→ **Available data**:
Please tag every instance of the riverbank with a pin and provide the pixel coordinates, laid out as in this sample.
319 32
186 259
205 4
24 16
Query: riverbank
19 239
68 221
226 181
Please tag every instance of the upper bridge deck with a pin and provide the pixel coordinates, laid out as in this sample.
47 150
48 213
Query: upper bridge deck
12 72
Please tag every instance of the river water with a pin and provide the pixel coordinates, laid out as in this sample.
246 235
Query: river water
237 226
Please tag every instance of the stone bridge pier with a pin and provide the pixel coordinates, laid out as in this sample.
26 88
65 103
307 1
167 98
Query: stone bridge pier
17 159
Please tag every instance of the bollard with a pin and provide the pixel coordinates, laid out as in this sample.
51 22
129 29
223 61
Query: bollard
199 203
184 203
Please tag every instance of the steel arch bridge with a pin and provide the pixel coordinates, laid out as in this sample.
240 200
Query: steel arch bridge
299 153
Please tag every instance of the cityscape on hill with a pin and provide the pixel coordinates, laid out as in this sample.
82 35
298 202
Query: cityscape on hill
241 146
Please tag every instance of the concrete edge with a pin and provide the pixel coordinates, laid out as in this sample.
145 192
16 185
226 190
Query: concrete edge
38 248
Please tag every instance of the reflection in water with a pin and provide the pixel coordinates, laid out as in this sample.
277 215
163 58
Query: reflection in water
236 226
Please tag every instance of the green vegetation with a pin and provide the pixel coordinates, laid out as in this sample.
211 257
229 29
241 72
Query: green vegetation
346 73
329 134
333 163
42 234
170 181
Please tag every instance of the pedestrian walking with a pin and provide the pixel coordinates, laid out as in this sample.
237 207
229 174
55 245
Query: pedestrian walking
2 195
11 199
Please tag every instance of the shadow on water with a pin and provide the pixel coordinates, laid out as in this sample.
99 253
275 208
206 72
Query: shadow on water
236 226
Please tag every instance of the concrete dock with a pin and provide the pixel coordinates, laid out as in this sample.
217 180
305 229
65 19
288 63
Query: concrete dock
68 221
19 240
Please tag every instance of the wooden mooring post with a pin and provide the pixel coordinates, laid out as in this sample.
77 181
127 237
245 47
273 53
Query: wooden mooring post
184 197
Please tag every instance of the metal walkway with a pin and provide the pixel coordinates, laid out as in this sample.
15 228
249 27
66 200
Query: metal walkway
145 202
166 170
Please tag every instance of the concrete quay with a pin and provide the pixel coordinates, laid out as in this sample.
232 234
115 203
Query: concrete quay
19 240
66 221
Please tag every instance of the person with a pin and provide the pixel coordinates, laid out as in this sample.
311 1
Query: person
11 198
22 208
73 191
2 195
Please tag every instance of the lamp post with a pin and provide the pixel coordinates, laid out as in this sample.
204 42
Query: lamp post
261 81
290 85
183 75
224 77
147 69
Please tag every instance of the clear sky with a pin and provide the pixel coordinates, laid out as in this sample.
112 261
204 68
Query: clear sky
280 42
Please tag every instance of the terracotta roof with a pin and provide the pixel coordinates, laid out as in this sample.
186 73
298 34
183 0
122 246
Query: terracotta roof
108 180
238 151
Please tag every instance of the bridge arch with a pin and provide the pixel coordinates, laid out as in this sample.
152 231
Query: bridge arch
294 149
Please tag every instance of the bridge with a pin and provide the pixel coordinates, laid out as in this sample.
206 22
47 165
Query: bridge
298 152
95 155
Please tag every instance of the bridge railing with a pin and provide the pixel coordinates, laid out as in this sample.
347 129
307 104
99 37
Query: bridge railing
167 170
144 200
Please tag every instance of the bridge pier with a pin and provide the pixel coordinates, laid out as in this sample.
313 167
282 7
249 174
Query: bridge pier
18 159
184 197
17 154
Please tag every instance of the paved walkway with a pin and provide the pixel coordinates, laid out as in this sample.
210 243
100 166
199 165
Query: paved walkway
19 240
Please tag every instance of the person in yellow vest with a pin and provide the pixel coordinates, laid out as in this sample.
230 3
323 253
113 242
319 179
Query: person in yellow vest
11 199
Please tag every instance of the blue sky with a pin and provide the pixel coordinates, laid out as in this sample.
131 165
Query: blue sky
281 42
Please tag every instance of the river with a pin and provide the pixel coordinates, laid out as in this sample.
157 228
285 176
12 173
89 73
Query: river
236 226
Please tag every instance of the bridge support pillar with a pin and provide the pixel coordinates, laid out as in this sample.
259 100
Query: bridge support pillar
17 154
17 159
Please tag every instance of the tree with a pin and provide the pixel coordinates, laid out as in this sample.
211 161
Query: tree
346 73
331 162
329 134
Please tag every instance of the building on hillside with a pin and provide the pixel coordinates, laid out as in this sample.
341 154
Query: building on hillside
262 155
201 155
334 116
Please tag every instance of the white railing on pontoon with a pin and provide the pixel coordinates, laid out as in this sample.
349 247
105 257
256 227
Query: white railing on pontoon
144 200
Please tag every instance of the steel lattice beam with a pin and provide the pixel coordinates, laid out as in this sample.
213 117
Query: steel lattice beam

→ **Task**: Wherever the string "beam" appears in a line above, copy that line.

→ **Answer area**:
Please tag every instance of the steel lattice beam with a pin and provide the pixel coordinates, laid out as in this sample.
Query: steel lattice beam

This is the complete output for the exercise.